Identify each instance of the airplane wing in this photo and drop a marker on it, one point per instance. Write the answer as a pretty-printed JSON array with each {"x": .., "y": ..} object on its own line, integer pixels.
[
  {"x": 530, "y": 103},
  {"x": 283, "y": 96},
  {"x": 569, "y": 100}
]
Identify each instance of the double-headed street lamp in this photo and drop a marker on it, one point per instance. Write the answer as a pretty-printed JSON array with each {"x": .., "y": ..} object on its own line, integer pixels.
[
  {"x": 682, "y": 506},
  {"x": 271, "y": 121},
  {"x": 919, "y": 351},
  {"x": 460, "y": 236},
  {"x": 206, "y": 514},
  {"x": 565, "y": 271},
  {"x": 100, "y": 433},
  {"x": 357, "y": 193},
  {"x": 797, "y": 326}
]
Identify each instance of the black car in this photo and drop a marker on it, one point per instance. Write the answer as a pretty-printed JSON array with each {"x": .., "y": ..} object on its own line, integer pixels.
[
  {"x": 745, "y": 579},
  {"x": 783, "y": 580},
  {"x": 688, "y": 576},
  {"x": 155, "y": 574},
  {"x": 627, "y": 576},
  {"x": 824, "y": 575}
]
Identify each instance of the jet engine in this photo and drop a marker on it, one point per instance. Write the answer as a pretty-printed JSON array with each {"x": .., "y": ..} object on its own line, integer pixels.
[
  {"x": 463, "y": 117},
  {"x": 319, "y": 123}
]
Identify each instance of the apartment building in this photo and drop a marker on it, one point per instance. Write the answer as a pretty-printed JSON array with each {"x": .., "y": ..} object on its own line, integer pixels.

_Work request:_ Would you give the entries back word for word?

_Expected answer:_
Identify each instance of the airplane wing in this photo and drop a marker on it, one point per instance. Write the answer as a pretty-printed JSON array with each {"x": .., "y": ..} object on its own line, integer pixels.
[
  {"x": 530, "y": 103},
  {"x": 283, "y": 96},
  {"x": 569, "y": 100}
]
Identify each instance of the double-headed street lamp in this photo and drop a marker on it, one point per instance. Write the answer as a pretty-printed JSON array with each {"x": .., "y": ..} object on its own line, integer pixels.
[
  {"x": 682, "y": 506},
  {"x": 271, "y": 121},
  {"x": 919, "y": 351},
  {"x": 460, "y": 236},
  {"x": 206, "y": 514},
  {"x": 565, "y": 271},
  {"x": 100, "y": 433},
  {"x": 357, "y": 193},
  {"x": 797, "y": 326}
]
Identify each instance of the black car in this photo and drop a marker on it, one point per instance. Write the answer as a pretty-printed JSON array with each {"x": .., "y": ..} object on its own line, integer pixels.
[
  {"x": 745, "y": 579},
  {"x": 783, "y": 580},
  {"x": 688, "y": 576},
  {"x": 155, "y": 574},
  {"x": 627, "y": 576},
  {"x": 824, "y": 575}
]
Identify each instance of the jet engine in this photo and drop a marker on it, one point per instance. Write the answer as a pretty-printed JSON array with each {"x": .., "y": ..} object on its own line, integer pixels.
[
  {"x": 463, "y": 117},
  {"x": 319, "y": 123}
]
Identify each instance of the apartment building in this photo and drop a marker on it, one point per instance. Write the answer as a pretty-printed JSON array with each {"x": .., "y": ..} object on its own line, integer pixels.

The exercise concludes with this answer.